DOCUMENT PASSAGE

Application design

Note

Work in progress, some of this should probably be refactored into user documentation.

Implementation

Varda is implemented on top of the Flask web microframework, the Celery distributed task queue, and the SQLAlchemy object relational mapper.

A typical deployment looks like this:

                         ________
                        /        \
                       |\________/|
          ___________  |          |  ___________
        /              | Database |              \
       |               |          |               |
       |                \________/                |
       |                                          |
       |
  __________                      ________  +------------+
 /          \              ____  /          |  Worker 1  |
|   Varda    |  ________  /    \  ________  +------------+
|____________|           /      \           |  Worker 2  |
|            |          | Broker | _______  +------------+
|  REST API  |           \      /           |  Worker 3  |
 \__________/             \____/            +------------+
                                                  ...
       |
       |
  __________
 /          \
|   Client   |
 \__________/

Sample types

Three types of samples:

  1. Simple sample (one individual)
  2. Pooled sample (multiple individuals)
  3. Population study

The following table gives a summary of what is stored for each sample type:

Stored data Simple sample Pooled sample Population study
Pool size 1 N N
Variant observations O with support 1 N x O with support 1 O with support N
Covered regions R N x R None
  • N = number of individuals
  • O = number of observations per individual
  • R = number of covered regions per individual

For all sample types, data can be imported from an arbitrary number of data sources. This means you could for example import variant observations per individual, per chromosome, or per variant type.

Pooled samples can have their individuals effectively anonymized by importing variant observations from one big data source in which the order is not related to the individuals. For example, cat the VCF files for all individuals and sort the result by genome position before sending it to the server.

Frequency calculation

Only take samples into account with covered regions (to rule out population studies).

Binning of regions and observations

Todo. UCSC binning scheme.

Security

Todo: Add a page on security to the Managing Varda section.

Authentication via HTTP Basic Authentication, or API tokens, so only use with SSL.

Sample state

A sample can be either active or inactive (default). An inactive sample is ignored in any frequency calculations.

Importing data sources is only possible for inactive samples. A sample cannot be made active while any data source is being imported for that sample. Users can only make a sample active, not inactive.

REQUIRED WORK
A - In the Varda design notes, copy the passage starting at "Authentication via HTTP" and ending at "any frequency calculations.", substituting "dormant" for "inactive".
B - List the types of samples that the Varda design notes describe.
The entries that follow have no connection to the Varda design notes.

EXTRACTED RECORDS
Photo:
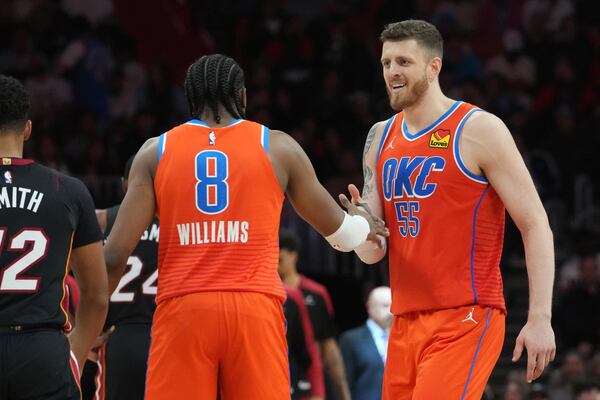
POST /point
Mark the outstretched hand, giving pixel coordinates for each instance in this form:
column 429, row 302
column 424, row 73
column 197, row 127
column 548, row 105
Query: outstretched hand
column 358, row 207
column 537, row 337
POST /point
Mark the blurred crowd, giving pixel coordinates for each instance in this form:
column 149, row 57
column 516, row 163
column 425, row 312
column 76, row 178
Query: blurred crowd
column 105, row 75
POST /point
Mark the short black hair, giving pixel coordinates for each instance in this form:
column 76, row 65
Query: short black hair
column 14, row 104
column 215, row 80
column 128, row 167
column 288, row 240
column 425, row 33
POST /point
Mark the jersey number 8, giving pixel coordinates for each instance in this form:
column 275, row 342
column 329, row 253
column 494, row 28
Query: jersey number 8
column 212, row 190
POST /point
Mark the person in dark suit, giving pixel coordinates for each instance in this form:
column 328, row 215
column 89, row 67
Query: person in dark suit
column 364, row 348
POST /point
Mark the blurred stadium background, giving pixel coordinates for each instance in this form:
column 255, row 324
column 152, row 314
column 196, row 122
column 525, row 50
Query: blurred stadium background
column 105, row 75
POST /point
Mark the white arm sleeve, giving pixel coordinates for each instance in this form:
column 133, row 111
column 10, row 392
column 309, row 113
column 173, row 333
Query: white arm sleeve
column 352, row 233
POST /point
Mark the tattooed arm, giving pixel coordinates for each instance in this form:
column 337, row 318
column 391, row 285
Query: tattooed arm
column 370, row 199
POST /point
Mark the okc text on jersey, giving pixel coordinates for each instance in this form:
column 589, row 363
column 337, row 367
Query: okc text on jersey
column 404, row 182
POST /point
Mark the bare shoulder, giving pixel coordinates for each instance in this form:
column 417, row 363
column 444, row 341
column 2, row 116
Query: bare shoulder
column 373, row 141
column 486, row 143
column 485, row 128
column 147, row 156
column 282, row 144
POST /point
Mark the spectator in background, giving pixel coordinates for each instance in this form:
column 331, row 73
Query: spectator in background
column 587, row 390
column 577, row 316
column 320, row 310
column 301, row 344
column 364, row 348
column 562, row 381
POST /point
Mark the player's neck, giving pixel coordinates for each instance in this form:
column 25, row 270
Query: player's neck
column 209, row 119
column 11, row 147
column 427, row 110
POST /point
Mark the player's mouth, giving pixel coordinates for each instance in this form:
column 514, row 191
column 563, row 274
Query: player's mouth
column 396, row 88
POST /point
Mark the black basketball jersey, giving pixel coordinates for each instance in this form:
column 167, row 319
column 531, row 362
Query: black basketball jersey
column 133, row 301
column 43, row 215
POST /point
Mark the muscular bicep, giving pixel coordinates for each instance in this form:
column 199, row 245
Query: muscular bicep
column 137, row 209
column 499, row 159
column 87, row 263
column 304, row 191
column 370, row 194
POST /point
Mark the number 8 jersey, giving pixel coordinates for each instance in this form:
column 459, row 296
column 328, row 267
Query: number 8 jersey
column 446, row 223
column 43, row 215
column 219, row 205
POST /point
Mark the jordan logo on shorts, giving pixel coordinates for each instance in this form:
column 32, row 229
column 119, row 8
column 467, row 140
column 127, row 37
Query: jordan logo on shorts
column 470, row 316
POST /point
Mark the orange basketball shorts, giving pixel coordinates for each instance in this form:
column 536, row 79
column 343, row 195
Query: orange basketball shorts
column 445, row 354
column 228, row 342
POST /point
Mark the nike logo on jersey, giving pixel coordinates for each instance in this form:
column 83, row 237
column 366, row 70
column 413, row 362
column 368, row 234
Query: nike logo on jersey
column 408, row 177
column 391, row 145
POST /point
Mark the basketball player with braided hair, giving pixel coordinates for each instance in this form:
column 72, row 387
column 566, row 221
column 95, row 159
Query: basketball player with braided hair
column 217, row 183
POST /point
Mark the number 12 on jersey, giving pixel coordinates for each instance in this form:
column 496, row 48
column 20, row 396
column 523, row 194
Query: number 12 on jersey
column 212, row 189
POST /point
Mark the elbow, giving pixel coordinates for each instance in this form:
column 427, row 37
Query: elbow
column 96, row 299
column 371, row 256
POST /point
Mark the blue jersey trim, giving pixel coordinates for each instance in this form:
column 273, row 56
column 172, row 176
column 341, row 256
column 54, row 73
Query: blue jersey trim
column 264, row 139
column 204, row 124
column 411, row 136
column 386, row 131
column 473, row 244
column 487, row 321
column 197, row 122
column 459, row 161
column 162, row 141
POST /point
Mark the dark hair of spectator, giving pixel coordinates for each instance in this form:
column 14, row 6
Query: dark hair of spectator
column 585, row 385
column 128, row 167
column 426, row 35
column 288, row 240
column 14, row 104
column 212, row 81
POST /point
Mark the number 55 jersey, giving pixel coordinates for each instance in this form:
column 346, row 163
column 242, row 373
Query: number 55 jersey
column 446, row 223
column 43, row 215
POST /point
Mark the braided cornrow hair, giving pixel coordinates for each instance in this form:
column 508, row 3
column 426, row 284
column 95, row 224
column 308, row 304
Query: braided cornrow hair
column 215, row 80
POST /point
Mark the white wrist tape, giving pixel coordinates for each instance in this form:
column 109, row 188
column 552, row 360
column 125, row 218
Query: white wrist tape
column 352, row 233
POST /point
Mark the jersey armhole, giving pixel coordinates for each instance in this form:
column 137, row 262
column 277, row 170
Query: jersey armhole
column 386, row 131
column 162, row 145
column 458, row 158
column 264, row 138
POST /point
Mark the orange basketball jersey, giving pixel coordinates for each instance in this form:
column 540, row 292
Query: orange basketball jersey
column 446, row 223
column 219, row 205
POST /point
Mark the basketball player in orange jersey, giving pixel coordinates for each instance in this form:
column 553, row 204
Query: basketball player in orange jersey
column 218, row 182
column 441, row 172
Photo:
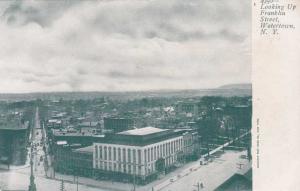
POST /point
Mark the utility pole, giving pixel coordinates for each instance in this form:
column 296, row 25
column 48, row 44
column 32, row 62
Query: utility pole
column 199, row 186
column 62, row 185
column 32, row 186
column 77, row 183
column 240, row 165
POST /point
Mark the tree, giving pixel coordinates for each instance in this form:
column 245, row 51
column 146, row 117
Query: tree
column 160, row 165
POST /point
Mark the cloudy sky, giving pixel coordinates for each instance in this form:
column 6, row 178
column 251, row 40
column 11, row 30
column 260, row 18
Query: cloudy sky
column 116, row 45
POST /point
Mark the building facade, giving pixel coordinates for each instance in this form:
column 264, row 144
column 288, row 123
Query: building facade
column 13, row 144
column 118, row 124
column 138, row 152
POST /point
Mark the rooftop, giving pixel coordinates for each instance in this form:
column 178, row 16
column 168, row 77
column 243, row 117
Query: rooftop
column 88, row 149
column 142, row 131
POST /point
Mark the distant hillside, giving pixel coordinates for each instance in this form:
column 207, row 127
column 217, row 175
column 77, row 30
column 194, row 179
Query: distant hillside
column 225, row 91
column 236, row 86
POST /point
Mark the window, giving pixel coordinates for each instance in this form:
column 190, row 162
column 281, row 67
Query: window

RESULTS FOR THE EXERCISE
A -
Authentication via HTTP Basic Authentication, or API tokens, so only use with SSL.

Sample state

A sample can be either active or dormant (default). An dormant sample is ignored in any frequency calculations.

B -
Simple sample (one individual)
Pooled sample (multiple individuals)
Population study